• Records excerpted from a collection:
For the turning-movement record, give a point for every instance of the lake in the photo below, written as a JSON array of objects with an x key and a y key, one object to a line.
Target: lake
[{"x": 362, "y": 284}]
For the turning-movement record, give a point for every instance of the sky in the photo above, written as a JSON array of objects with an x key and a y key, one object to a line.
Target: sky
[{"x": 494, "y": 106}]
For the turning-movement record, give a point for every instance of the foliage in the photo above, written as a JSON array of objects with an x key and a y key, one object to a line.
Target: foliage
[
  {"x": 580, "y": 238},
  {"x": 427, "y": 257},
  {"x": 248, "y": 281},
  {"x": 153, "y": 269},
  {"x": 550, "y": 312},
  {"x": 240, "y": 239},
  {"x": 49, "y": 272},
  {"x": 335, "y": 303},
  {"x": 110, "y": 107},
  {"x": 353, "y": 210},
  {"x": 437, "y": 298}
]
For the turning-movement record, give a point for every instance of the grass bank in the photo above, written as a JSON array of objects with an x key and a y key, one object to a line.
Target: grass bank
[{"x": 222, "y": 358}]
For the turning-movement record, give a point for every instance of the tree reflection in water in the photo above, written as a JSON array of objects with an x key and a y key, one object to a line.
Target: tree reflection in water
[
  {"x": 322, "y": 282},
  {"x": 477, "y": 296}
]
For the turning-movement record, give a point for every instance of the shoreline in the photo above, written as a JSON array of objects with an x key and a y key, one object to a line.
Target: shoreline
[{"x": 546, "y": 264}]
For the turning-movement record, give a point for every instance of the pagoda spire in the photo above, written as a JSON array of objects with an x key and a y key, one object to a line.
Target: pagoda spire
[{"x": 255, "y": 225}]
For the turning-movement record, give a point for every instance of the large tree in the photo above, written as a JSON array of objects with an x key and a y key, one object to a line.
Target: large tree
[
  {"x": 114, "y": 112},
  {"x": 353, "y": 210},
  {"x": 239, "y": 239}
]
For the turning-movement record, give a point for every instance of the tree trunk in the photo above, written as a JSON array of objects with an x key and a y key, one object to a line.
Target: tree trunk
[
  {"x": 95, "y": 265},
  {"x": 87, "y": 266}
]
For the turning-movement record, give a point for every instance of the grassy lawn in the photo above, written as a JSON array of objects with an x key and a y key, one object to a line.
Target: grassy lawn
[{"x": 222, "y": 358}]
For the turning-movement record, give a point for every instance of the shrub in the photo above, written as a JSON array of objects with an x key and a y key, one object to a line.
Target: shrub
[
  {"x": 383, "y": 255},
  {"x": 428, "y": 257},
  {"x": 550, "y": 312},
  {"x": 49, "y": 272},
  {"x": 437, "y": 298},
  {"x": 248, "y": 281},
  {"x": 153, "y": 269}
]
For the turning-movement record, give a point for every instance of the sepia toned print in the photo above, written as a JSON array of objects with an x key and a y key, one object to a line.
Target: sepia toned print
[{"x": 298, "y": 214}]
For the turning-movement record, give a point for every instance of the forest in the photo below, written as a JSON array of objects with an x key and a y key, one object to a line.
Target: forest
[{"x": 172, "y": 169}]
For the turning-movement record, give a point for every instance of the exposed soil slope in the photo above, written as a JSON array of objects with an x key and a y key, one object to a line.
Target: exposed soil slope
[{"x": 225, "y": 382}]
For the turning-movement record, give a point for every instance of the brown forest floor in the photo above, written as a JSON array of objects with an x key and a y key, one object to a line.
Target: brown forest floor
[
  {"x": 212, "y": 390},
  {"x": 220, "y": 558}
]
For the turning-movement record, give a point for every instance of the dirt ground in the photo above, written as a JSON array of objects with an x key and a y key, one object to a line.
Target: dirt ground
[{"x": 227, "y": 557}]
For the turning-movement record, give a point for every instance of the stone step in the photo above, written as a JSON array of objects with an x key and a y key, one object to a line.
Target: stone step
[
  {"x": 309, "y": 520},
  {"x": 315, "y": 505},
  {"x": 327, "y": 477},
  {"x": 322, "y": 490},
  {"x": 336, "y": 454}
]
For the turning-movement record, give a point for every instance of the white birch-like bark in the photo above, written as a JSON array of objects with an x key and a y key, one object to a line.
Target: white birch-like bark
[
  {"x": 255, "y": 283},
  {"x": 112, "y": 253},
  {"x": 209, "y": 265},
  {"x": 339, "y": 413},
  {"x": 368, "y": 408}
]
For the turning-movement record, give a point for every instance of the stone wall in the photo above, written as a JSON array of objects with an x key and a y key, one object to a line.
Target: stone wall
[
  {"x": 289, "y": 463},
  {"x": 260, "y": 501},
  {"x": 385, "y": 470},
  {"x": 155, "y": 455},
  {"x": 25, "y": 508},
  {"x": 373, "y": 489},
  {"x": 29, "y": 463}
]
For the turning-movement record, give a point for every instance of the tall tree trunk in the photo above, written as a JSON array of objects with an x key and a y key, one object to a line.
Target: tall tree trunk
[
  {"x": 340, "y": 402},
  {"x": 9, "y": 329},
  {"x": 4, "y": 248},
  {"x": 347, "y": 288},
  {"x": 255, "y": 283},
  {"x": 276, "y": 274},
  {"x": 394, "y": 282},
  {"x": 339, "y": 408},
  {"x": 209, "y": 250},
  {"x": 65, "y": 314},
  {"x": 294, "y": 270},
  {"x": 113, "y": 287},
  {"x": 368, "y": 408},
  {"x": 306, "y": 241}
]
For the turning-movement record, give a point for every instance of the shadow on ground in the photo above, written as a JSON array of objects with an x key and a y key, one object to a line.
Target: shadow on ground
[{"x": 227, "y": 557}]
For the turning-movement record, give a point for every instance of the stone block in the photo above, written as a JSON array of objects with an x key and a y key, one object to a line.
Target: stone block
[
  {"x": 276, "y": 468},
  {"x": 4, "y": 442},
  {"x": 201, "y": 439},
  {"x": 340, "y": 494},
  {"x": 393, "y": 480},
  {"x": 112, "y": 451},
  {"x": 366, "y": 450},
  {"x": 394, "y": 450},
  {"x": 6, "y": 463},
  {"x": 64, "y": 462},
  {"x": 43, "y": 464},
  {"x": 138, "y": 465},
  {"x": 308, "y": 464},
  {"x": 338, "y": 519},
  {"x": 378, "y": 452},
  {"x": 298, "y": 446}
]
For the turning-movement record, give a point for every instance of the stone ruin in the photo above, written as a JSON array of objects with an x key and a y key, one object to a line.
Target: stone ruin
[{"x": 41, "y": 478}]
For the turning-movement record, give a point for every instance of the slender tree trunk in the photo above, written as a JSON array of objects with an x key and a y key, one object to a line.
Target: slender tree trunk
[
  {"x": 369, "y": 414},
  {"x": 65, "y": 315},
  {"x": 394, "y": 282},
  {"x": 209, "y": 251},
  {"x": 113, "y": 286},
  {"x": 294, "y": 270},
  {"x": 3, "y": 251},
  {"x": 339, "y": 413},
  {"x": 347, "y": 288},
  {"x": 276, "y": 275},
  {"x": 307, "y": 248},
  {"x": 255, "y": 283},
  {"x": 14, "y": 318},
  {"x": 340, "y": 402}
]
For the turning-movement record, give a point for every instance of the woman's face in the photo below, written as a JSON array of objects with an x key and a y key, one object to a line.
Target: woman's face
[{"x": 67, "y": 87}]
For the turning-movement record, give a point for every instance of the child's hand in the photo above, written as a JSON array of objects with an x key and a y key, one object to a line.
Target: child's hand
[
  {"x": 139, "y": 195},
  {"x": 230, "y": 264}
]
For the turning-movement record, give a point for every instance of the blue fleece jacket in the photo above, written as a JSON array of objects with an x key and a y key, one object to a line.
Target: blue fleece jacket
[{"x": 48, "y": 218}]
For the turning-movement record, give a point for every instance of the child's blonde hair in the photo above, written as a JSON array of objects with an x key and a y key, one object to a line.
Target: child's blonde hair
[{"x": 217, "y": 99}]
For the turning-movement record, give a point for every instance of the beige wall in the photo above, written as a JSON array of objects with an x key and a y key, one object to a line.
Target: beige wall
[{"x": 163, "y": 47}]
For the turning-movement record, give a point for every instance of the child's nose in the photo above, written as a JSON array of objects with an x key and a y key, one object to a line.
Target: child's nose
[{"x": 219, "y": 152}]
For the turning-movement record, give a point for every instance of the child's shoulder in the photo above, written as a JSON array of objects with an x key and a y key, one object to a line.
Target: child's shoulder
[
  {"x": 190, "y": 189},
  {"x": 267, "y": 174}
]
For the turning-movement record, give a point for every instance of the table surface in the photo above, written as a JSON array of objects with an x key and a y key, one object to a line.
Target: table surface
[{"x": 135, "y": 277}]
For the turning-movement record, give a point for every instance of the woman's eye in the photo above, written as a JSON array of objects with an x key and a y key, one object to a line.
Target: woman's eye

• The task: Each line from the start of the records through the line holding "the tree trunk" must be returned exactly; nothing else belongs in the answer.

• Task answer:
For the turning-movement record, give a point for every instance of the lake in the photo below, written as a JSON array of objects with an x key and a y key, one object to a line.
Target: lake
[{"x": 362, "y": 284}]
For the turning-movement record, give a point for every instance of the sky in the photo above, written as a JSON array of objects with an x key and a y key, one object to a line.
Target: sky
[{"x": 494, "y": 106}]
For the turning-movement record, give a point for every instance of the foliage in the photo above, written as a JSON array of objects with an x key and a y key, one object to a line.
Target: foliage
[
  {"x": 580, "y": 238},
  {"x": 427, "y": 257},
  {"x": 248, "y": 281},
  {"x": 153, "y": 269},
  {"x": 550, "y": 312},
  {"x": 240, "y": 239},
  {"x": 49, "y": 272},
  {"x": 335, "y": 303},
  {"x": 110, "y": 107},
  {"x": 353, "y": 210},
  {"x": 437, "y": 298}
]
For the turning-movement record, give a point for every instance of the grass bank in the photo above, written as a JSON array of objects with an x key and a y key, one object to a line.
Target: grass bank
[{"x": 222, "y": 358}]
For the turning-movement record, give a point for every instance of the tree reflection in water in the photo above, written as a JSON array of objects with an x key and a y key, one object to a line.
Target: tree reflection in water
[
  {"x": 322, "y": 282},
  {"x": 477, "y": 296}
]
For the turning-movement record, give a point for every instance of the shoreline in the photo above, written as a JSON array of objects with an x key and a y key, one object to a line.
Target: shoreline
[{"x": 546, "y": 264}]
For the turning-movement record, give a point for every instance of the pagoda spire in the photo above, written as a JSON array of objects with an x key and a y key, one object to a line.
Target: pagoda spire
[{"x": 255, "y": 225}]
For the turning-movement record, give a point for every instance of the large tree in the photo above, written as a JSON array of objects with an x key and a y key, one object to a line.
Target: large tree
[
  {"x": 114, "y": 112},
  {"x": 353, "y": 210},
  {"x": 239, "y": 239}
]
For the turning-movement record, give a point for every instance of the tree trunk in the photo above, written as a JSON array of objects with an x key and a y key, one object to a line.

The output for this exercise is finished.